Task brief: Please return each of the entries exactly, minus their pictures.

(Raw data Opens)

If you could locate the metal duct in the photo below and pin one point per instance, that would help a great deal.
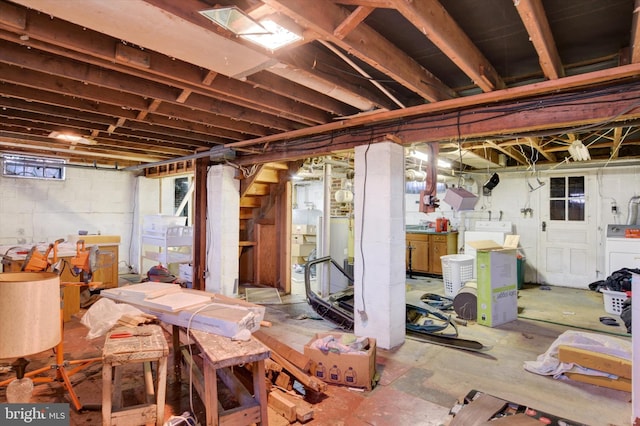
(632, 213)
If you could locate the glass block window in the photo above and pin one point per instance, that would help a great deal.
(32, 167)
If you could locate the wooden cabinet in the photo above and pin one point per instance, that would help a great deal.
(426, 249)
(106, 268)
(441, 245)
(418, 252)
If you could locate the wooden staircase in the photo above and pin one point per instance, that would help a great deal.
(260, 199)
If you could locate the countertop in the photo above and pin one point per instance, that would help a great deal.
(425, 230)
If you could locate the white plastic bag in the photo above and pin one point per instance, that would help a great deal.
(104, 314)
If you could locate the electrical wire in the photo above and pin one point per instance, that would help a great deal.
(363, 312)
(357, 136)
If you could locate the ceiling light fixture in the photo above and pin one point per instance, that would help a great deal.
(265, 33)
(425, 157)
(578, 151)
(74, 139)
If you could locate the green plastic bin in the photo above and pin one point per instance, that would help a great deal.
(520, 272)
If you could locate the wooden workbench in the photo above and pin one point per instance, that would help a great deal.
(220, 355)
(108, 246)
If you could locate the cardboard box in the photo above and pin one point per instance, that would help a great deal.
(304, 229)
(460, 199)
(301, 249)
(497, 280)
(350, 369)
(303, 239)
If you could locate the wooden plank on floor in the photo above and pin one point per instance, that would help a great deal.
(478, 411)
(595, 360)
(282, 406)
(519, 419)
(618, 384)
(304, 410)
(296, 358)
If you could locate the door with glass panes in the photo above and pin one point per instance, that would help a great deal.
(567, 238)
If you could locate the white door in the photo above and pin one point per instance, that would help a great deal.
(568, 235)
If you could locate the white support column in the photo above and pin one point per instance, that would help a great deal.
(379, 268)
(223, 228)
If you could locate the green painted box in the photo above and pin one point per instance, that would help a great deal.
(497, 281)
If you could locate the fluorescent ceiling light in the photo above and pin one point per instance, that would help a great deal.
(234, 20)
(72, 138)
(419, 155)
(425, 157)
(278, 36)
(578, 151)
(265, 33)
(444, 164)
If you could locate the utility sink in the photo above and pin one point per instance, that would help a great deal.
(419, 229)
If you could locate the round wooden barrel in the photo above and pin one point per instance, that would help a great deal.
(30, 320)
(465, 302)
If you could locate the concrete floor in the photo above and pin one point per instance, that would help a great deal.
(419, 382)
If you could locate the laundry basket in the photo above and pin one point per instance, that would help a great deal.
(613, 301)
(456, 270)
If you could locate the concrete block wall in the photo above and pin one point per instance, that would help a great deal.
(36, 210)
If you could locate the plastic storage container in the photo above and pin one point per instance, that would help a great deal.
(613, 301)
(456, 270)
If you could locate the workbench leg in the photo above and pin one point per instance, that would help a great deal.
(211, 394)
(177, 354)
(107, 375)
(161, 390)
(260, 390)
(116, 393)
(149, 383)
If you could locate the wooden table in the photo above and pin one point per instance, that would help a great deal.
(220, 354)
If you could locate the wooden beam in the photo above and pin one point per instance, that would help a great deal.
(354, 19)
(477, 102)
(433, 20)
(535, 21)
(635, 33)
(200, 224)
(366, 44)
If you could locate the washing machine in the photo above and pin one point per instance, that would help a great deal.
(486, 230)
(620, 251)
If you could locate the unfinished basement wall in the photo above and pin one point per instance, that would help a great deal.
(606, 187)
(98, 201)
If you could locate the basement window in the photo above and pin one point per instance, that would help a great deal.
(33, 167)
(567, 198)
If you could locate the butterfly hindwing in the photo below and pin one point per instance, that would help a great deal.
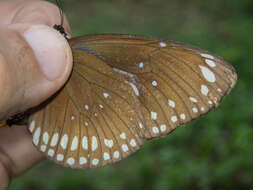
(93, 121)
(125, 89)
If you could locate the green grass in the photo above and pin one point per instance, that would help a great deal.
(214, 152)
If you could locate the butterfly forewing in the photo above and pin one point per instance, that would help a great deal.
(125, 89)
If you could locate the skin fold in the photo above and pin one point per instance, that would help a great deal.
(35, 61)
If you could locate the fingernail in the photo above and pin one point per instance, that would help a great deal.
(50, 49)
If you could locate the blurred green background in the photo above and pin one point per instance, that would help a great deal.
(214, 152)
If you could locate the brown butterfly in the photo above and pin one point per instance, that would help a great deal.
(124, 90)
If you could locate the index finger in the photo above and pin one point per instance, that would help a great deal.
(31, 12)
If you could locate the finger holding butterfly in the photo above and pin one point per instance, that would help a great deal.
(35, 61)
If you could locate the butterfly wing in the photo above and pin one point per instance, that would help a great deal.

(Raw data Closes)

Solved exercise:
If you could locate the metal duct in the photo below and pin one point per instance, that would help a great deal.
(632, 213)
If you could locate the glass block window in the photo above and pin one point per instance, that would help a great deal.
(32, 167)
If you could locate the wooden cabinet in the photo above and pin one point per instance, that would help a great deal.
(426, 249)
(106, 268)
(441, 245)
(418, 252)
If you could locate the wooden staircase in the photo above and pin one point per instance, that would help a great deal.
(260, 199)
If you could locate the countertop in the photo above and pin one point per instance, that would help a great deal.
(425, 230)
If you could locate the white plastic bag in the photo above and pin one point per instance, that would help a great deal.
(104, 314)
If you could locate the electrical wire in the photo above and pin one point per instance, that would help a great deal.
(363, 312)
(357, 136)
If you could locate the ceiling light fixture in the photo above and pin one point per instance, that would help a great deal.
(265, 33)
(425, 157)
(578, 151)
(74, 139)
If you could locate the green plastic bin in the photo above and pin one point per instance, that would help a great deal.
(520, 272)
If you could locate the wooden workbench in the photo above and pin one point per instance, that would help a great deal.
(220, 355)
(108, 246)
If you could locate the cardboard box in the photo above and pin one point per instance, that would help a great deal.
(304, 229)
(460, 199)
(301, 249)
(497, 280)
(350, 369)
(303, 239)
If you could locate the wooden plank on floor in the photo above and pin one point per instance, that would help a great deal.
(478, 411)
(595, 360)
(282, 406)
(519, 419)
(618, 384)
(304, 410)
(296, 358)
If you could locate the door with glass panes in the photo above and pin one point per instance, that would help a great deal.
(567, 238)
If you could locate the white door in the photo above and pin one point per instance, that would help a great deal.
(568, 235)
If you could locate the white support column in the photo above and pin one point per instance, that would help a great deal.
(379, 268)
(223, 228)
If you could locate the green painted box in the photo above and pin one point per instance, that would help a great deal.
(497, 281)
If you could locate the fluorescent ceiling light in the photo above and pin one point per instance, that would help a great deal.
(234, 20)
(72, 138)
(419, 155)
(425, 157)
(278, 36)
(578, 151)
(265, 33)
(444, 164)
If you could locate the utility sink in the photo above and pin one point per instance, that would help a great deal.
(419, 229)
If you could locate the round wooden barrel in the photo above and pin one point per instance, that would help a great deal.
(30, 320)
(465, 302)
If you could locate the concrete floor in the photo above and pin one point per instance, that would help a great deal.
(419, 382)
If you could locate the laundry basket in the photo above and pin one point per instance, that would help a great deal.
(613, 301)
(456, 270)
If you could locate the concrete block wall in the photo above and pin one point per instance, that would help a great deal.
(36, 210)
If you could locate the plastic storage container in the photo above and pin one point per instance, that would help a great deal.
(613, 301)
(456, 270)
If you could locate the workbench leg in the photo above and pin one point per instance, that would help a great deal.
(211, 394)
(177, 354)
(107, 375)
(161, 390)
(260, 390)
(116, 393)
(149, 383)
If you could locate the wooden table in the photo above and pin one point per instance, that would help a great deal.
(220, 354)
If you could locate the wooden beam in the photo above and pin one point per instance, that would help a great deal.
(354, 19)
(477, 102)
(433, 20)
(535, 21)
(635, 33)
(200, 224)
(366, 44)
If you could locate the washing machine in the photo above and pin one point per instance, that would help a great deal.
(486, 230)
(620, 251)
If you could locate the unfinished basement wall in the photo above and pin one point per instance, that would help a great deal.
(606, 187)
(98, 201)
If you could locate the basement window in the photo above and pin one point per instance, that would help a great deal.
(33, 167)
(567, 198)
If you could locate the butterfly hindwing in the photo below and pin one point per instance, that would help a great deal.
(93, 121)
(125, 89)
If you could locate the green grass in the photo above and pin one point per instance, that would help a great deal.
(214, 152)
If you could locate the butterfly forewing in the photo above and pin one point per instance, that would help a great deal.
(125, 89)
If you could locate the skin fold in the photo above and pin one point per instance, that would help a great deal.
(35, 61)
If you could locate the fingernail in the photo above and pin one point per instance, that would help a great deal.
(50, 49)
If you could locate the blurred green background in the photo above and pin one point per instance, that would help a great deal.
(214, 152)
If you could locate the brown butterfly in the photo above and pin one point per instance, that would help a great deal.
(124, 90)
If you could locate the index finger in the photo above and pin one point per instance, that would help a great deal.
(31, 12)
If you could locate the finger holding butterfly in the photo above and pin one point per instance, that would help a great deal.
(35, 61)
If you could locate the butterfly wing in the photo above and pin one point per instance, that would help a great deal.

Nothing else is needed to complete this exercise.